◆ Задание
Кратко перескажите абзац текста, который начинается словами «Мы с братом тоже», сохранив его главные факты.

◆ Текст для чтения
::::

Конечно, на самом деле все гораздо сложнее.

Мы с братом тоже в свое время пережили подобные «звездные страдания». Идешь после вчерашнего эфира по улице и с затаенным ожиданием всматриваешься чуть ли не в каждого прохожего: не узнает ли, не задержит ли восхищенного взгляда? А тому хоть бы хны – и не задержит, и не узнает. И правильно сделает! Что ему до тебя, два раза в год мелькнувшего на экране? Пусть и с неплохим даже концертным номером.

Случалось и самое неприятное: пригласят, снимут, похвалят, упомянут в аннотации к передаче... и в последний момент благополучно вырежут. Думаю, не только те, кому довелось испытать подобное удовольствие, согласятся со мной, что более мощный удар по самолюбию артиста трудно придумать.

::::

[Строки с указанием названных объектов]
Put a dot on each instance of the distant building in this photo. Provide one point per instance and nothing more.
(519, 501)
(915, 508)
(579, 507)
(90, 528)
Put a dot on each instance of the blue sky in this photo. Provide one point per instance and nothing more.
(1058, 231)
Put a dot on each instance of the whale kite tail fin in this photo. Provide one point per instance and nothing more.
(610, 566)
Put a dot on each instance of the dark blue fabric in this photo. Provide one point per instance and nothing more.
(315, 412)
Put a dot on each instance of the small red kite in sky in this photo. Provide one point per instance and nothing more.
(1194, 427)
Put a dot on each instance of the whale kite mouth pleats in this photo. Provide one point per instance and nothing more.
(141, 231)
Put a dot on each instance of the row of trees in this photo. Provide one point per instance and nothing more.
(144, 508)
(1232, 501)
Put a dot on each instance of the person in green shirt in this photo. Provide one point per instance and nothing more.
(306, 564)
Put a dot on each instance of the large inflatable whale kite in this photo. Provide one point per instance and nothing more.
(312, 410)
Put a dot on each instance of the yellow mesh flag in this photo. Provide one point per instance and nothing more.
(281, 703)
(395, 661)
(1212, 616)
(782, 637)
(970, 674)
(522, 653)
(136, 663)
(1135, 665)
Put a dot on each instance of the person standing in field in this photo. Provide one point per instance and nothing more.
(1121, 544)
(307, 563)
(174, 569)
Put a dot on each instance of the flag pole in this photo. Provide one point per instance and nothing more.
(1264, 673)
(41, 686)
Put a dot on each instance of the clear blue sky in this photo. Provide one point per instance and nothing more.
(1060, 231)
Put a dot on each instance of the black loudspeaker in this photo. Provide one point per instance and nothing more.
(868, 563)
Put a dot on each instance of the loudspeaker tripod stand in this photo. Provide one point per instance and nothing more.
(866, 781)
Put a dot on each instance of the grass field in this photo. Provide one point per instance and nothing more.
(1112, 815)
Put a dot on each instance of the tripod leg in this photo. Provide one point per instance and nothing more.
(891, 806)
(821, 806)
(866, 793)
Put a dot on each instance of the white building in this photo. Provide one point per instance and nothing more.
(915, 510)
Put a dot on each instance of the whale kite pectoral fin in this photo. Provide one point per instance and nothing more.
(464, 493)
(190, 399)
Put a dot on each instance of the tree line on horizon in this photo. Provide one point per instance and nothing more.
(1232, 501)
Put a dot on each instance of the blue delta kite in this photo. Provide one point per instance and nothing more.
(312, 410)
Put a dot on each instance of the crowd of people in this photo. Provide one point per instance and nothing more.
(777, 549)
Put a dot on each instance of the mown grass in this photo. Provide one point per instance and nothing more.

::::

◆ Результат выполнения
Автор с братом тоже пережили «звездные страдания». После эфира они шли по улице и ждали, что прохожие их узнают и задержат на них восхищенный взгляд. Но прохожие не узнавали их, и это было правильно: артисты мелькали на экране лишь два раза в год, пусть и с неплохим концертным номером.